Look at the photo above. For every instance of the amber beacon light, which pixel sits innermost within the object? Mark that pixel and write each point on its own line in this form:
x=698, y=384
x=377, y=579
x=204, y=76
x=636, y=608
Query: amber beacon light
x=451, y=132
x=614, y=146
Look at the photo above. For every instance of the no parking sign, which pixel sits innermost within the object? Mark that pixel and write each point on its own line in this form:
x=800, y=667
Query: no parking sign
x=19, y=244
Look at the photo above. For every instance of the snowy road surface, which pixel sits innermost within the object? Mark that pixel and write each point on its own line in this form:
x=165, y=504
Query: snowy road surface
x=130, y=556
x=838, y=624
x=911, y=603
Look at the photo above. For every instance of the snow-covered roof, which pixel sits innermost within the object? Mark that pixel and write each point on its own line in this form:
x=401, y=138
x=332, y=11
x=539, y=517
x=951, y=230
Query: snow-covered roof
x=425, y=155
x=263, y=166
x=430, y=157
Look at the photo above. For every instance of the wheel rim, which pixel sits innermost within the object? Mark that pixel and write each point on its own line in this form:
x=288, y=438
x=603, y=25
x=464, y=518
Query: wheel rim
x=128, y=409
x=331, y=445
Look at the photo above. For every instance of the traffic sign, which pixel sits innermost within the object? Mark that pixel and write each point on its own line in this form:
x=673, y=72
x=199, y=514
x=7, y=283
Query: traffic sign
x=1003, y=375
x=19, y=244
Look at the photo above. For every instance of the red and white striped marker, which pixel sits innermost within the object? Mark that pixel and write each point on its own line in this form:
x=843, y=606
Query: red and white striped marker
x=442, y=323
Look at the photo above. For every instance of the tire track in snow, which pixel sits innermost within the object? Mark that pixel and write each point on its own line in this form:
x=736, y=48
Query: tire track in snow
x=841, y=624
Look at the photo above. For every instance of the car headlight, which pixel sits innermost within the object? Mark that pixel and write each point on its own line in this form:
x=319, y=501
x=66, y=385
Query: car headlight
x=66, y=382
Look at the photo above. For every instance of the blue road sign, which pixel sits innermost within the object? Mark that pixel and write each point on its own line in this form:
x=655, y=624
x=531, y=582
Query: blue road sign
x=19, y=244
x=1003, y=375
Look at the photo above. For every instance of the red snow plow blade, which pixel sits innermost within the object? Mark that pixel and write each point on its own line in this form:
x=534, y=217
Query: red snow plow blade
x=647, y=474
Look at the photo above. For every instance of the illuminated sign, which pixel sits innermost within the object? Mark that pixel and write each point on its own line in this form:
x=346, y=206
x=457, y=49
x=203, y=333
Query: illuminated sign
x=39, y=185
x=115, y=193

What you are asked to do: Each entry above is to be repeated exactly as it appears.

Response area:
Look at the photo above. For every instance of the amber beacon light, which pixel sits innermost within the object? Mark that pixel and write each point on its own line in this form:
x=698, y=384
x=377, y=579
x=204, y=76
x=636, y=608
Query: amber beacon light
x=451, y=132
x=614, y=146
Look at the photo above. For every instance of the no parking sign, which pixel sits innermost within the object? Mark that pixel and write each point on its own line in this form:
x=800, y=667
Query: no parking sign
x=19, y=244
Look at the photo above. For every instance of the snowy road surface, which pixel sits innermost within the object? Mark that pixel and write each point on its own line in this form:
x=165, y=504
Query: snowy road surface
x=130, y=556
x=838, y=624
x=911, y=603
Look at the photo above. For every instance of the snow-covered roof, which pixel sits innermost within the object? Mark that pixel and write each point on its own line in this form:
x=401, y=138
x=332, y=11
x=539, y=517
x=951, y=230
Query: snow-covered roof
x=425, y=155
x=263, y=166
x=430, y=157
Look at the photo above. For every instance of the wheel rim, which pixel sits innermost within the object? Mark that pixel and write each point on its own line in this form:
x=288, y=438
x=603, y=25
x=464, y=518
Query: wheel rim
x=128, y=409
x=331, y=445
Look at the photo above. For every instance of the traffic sign, which pixel sits innermost within the object? Mark that pixel and write each point on its own line in this form:
x=673, y=72
x=199, y=514
x=7, y=283
Query: traffic sign
x=1003, y=375
x=19, y=244
Look at the photo above. For every instance of the red and white striped marker, which pixel sits innermost within the object? Mark that pixel and write each point on its own line in this form:
x=843, y=606
Query: red and white striped marker
x=442, y=323
Look at the photo above. For every instance of the tire track in snow, which pixel sits innermost within the object? Mark that pixel and write each point on its own line in this form:
x=736, y=48
Query: tire track in snow
x=841, y=624
Look at the photo above. For every instance of the car headlight, which pixel sits innermost within the object? Mark that pixel and write each point on its own line in this form:
x=319, y=501
x=66, y=385
Query: car headlight
x=66, y=382
Look at the photo above. For every instance of the blue road sign, which pixel sits innermost within the object? Mark that pixel and write each point on its own line in this form:
x=655, y=624
x=531, y=582
Query: blue road sign
x=19, y=244
x=1003, y=375
Look at the photo above. For every instance of the red snow plow blade, which pixel sits innermost within the object? Mark that pixel and write each point on its own line in this form:
x=534, y=217
Query: red snow plow blade
x=647, y=474
Look at the photo above. For every instance of the illuminated sign, which pixel sits innermost within the object? Mark that pixel and write each point on its own line in this form:
x=346, y=206
x=457, y=49
x=203, y=333
Query: illuminated sign
x=39, y=185
x=115, y=193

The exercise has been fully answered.